___ Data excerpts ___
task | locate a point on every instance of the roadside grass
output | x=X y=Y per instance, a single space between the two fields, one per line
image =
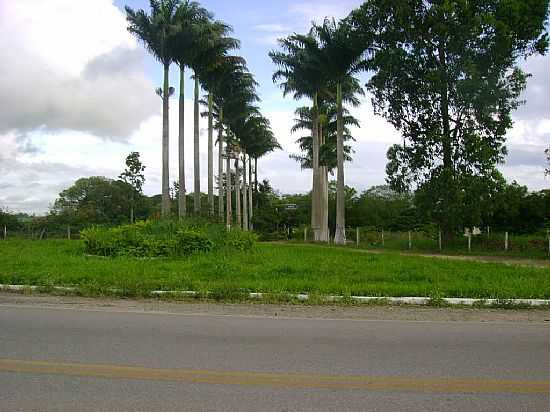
x=275 y=269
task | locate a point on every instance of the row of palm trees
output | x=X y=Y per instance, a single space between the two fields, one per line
x=186 y=34
x=321 y=66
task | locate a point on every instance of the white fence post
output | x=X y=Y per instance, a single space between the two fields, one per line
x=506 y=241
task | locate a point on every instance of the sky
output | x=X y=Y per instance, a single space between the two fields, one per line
x=77 y=95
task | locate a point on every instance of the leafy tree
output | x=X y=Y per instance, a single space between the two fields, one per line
x=446 y=75
x=133 y=176
x=93 y=200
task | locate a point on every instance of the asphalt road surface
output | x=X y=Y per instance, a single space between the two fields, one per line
x=103 y=360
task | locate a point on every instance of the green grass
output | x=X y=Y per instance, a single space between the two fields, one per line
x=269 y=268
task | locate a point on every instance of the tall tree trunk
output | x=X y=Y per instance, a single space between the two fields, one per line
x=256 y=175
x=228 y=190
x=340 y=235
x=250 y=202
x=182 y=203
x=165 y=207
x=210 y=158
x=245 y=195
x=220 y=167
x=238 y=191
x=315 y=198
x=323 y=192
x=196 y=152
x=449 y=193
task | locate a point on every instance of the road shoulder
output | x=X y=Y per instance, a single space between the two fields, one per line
x=277 y=311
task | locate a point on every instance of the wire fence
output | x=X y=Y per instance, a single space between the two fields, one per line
x=482 y=242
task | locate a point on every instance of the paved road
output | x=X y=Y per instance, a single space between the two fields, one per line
x=74 y=360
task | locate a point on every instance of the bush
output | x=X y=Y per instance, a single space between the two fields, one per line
x=164 y=238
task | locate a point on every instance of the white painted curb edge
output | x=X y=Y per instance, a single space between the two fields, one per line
x=305 y=297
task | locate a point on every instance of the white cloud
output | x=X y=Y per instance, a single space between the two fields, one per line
x=272 y=28
x=71 y=65
x=318 y=11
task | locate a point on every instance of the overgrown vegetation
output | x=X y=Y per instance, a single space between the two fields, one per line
x=164 y=238
x=274 y=269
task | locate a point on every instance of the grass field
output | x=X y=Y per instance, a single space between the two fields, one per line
x=269 y=268
x=534 y=246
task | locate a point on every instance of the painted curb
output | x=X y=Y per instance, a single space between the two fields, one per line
x=407 y=300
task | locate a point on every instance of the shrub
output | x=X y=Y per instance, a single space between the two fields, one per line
x=163 y=238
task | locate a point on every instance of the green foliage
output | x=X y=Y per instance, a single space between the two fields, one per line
x=273 y=269
x=447 y=76
x=164 y=238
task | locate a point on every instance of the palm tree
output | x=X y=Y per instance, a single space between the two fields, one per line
x=190 y=17
x=328 y=129
x=211 y=49
x=342 y=58
x=154 y=31
x=300 y=73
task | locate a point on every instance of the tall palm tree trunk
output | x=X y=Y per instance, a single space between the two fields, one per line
x=340 y=235
x=220 y=168
x=323 y=193
x=250 y=202
x=245 y=195
x=165 y=207
x=256 y=175
x=196 y=152
x=228 y=194
x=182 y=204
x=210 y=158
x=315 y=199
x=237 y=191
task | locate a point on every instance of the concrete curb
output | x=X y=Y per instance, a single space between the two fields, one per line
x=421 y=301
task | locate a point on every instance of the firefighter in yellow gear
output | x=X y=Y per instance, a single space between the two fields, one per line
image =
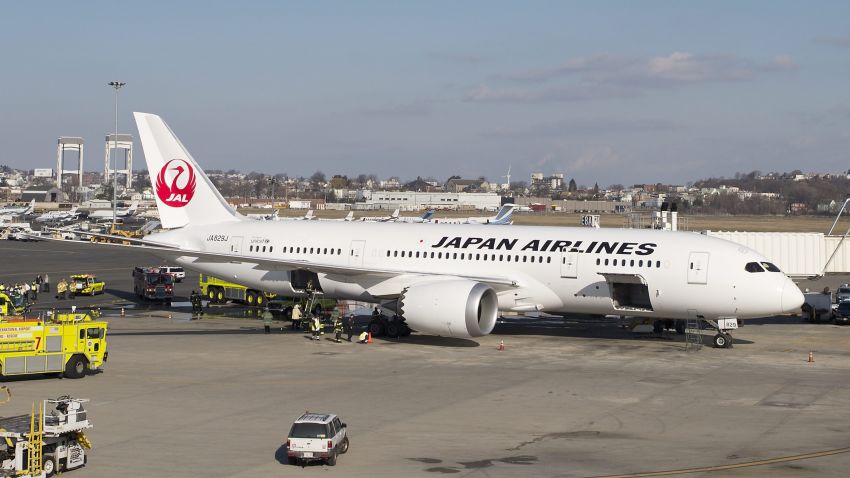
x=61 y=288
x=337 y=330
x=316 y=327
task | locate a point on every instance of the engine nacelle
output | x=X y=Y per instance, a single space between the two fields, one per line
x=451 y=308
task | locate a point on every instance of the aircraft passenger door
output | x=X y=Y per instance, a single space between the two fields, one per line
x=569 y=264
x=236 y=244
x=355 y=255
x=698 y=268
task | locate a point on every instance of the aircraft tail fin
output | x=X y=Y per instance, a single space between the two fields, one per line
x=184 y=194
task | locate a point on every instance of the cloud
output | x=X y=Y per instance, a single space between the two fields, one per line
x=841 y=41
x=612 y=76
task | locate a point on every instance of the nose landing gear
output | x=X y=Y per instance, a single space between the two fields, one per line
x=723 y=339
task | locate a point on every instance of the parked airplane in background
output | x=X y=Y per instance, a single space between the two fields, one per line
x=452 y=280
x=426 y=217
x=18 y=211
x=58 y=217
x=101 y=214
x=504 y=216
x=391 y=218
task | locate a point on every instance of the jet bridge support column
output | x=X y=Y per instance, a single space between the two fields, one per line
x=69 y=143
x=119 y=142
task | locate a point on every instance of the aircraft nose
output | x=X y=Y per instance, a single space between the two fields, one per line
x=792 y=297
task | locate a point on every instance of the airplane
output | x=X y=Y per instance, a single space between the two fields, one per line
x=102 y=214
x=18 y=211
x=426 y=217
x=58 y=216
x=503 y=216
x=391 y=218
x=453 y=280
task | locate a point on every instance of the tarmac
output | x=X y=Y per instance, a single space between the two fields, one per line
x=215 y=397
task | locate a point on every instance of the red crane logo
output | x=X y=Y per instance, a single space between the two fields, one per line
x=175 y=195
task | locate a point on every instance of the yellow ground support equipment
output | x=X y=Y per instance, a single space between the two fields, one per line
x=49 y=440
x=70 y=344
x=220 y=291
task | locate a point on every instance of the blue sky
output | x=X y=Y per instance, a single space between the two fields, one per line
x=609 y=92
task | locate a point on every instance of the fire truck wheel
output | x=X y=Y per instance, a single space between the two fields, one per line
x=76 y=367
x=49 y=464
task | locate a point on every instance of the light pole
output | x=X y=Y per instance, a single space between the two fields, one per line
x=117 y=86
x=272 y=181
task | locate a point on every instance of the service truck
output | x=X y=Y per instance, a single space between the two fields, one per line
x=50 y=440
x=818 y=305
x=151 y=284
x=68 y=344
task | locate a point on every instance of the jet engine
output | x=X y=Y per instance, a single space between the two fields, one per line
x=452 y=308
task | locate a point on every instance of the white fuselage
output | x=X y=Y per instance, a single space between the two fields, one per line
x=554 y=269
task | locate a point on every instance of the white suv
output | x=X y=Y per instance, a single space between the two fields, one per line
x=316 y=437
x=178 y=272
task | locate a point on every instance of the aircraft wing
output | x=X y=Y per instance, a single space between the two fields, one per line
x=269 y=263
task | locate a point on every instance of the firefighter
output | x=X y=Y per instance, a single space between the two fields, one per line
x=316 y=326
x=267 y=320
x=348 y=325
x=337 y=330
x=296 y=317
x=60 y=289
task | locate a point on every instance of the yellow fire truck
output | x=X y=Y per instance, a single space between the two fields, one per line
x=70 y=344
x=220 y=291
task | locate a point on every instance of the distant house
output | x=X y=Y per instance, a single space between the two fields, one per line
x=50 y=195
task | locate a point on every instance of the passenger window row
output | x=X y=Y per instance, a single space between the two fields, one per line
x=463 y=256
x=627 y=262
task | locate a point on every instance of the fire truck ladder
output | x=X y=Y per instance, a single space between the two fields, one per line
x=34 y=450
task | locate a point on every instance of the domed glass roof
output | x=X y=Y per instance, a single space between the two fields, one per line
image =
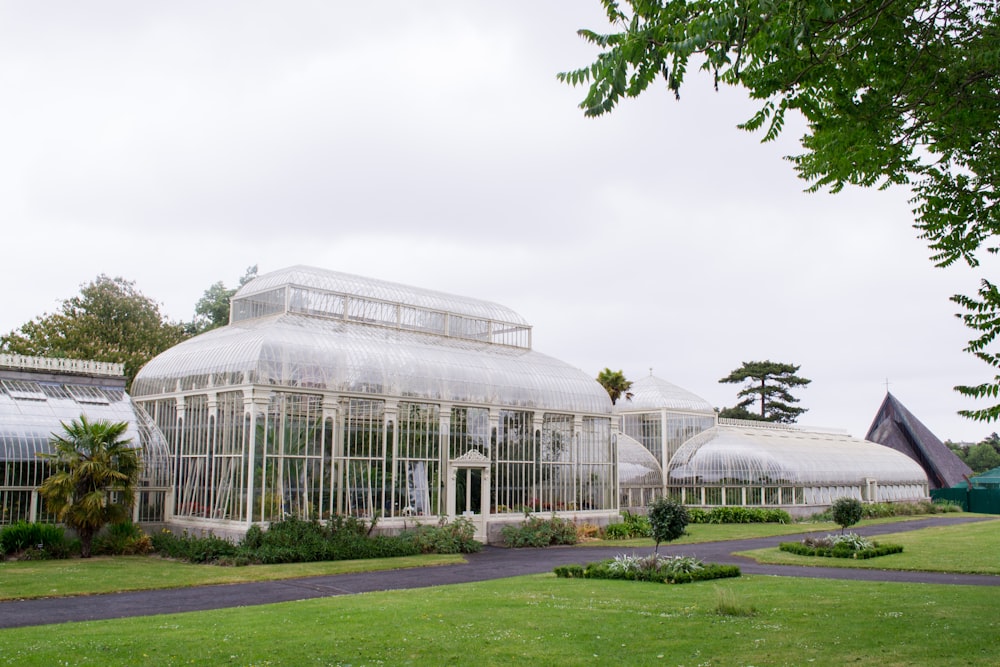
x=746 y=454
x=651 y=394
x=306 y=349
x=636 y=465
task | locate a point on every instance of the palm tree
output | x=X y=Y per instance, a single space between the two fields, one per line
x=615 y=384
x=95 y=471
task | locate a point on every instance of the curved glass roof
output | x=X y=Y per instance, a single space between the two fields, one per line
x=636 y=465
x=751 y=455
x=651 y=394
x=300 y=351
x=31 y=411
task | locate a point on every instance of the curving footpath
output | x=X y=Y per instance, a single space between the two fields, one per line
x=491 y=563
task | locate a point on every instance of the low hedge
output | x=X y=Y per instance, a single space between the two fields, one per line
x=35 y=541
x=841 y=551
x=735 y=514
x=604 y=570
x=298 y=541
x=535 y=531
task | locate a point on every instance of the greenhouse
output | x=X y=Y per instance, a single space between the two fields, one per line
x=330 y=393
x=758 y=463
x=37 y=395
x=657 y=419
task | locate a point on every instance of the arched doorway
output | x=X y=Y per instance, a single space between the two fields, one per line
x=469 y=490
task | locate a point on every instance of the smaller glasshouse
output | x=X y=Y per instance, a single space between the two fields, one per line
x=330 y=393
x=37 y=395
x=672 y=439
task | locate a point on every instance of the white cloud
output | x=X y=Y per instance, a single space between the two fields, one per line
x=175 y=144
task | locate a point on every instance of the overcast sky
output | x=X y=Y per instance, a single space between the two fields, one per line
x=177 y=143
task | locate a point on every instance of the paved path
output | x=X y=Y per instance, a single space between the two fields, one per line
x=491 y=563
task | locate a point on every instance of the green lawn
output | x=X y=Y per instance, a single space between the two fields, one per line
x=33 y=579
x=106 y=574
x=542 y=620
x=969 y=548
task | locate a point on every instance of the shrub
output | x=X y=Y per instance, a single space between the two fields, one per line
x=35 y=541
x=668 y=519
x=456 y=537
x=205 y=549
x=655 y=568
x=587 y=531
x=846 y=512
x=738 y=514
x=638 y=524
x=122 y=539
x=944 y=506
x=728 y=603
x=537 y=532
x=846 y=545
x=616 y=531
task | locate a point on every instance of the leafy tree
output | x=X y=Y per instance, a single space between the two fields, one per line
x=95 y=471
x=768 y=383
x=615 y=384
x=212 y=309
x=846 y=512
x=739 y=412
x=667 y=519
x=110 y=320
x=901 y=92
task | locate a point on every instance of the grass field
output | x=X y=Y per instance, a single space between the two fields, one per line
x=542 y=620
x=107 y=574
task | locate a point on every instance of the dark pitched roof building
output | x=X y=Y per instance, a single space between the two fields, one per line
x=894 y=426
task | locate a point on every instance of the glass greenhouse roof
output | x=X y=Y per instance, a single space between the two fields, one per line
x=636 y=465
x=329 y=294
x=307 y=352
x=30 y=412
x=652 y=394
x=750 y=454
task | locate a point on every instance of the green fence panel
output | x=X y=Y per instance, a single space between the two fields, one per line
x=981 y=501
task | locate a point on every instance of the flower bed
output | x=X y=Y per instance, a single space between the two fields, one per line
x=656 y=568
x=848 y=545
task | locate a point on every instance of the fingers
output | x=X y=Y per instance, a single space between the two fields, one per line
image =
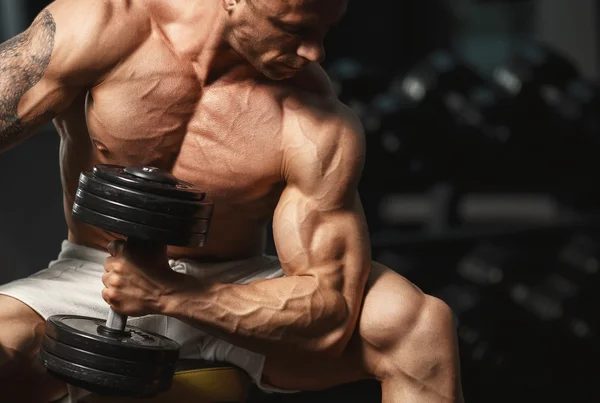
x=116 y=247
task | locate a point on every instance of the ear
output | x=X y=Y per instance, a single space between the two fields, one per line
x=228 y=5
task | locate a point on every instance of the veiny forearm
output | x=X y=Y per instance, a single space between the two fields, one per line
x=23 y=62
x=266 y=316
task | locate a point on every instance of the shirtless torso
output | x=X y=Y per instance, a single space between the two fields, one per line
x=226 y=136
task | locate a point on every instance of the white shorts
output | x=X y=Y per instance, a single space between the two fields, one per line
x=72 y=285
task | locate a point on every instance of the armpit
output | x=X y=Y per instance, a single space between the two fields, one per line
x=23 y=62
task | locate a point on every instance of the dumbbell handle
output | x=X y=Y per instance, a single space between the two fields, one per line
x=115 y=321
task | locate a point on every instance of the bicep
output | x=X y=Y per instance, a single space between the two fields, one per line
x=44 y=68
x=24 y=60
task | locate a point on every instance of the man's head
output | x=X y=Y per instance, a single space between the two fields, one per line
x=280 y=37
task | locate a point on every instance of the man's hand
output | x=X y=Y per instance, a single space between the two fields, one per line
x=137 y=279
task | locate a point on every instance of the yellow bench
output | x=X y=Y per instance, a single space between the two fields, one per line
x=196 y=381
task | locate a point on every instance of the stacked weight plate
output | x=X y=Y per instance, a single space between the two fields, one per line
x=121 y=200
x=149 y=206
x=140 y=364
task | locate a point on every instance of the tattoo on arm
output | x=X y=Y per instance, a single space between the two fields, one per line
x=23 y=62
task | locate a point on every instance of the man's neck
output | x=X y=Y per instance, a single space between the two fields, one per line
x=198 y=32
___
Written problem
Copy the listing from the line with "the paved path" to the line with "x=969 y=548", substituting "paved walkway" for "paved path" and keeping everything else the same.

Finished exercise
task | locate a point on every instance of the paved walkway
output | x=X y=Y per instance, a single space between the two fields, one per line
x=491 y=563
task | locate a point on every instance of the green lawn
output | x=X y=Y per instance, a single space between the two fields, one per line
x=33 y=579
x=106 y=574
x=542 y=620
x=969 y=548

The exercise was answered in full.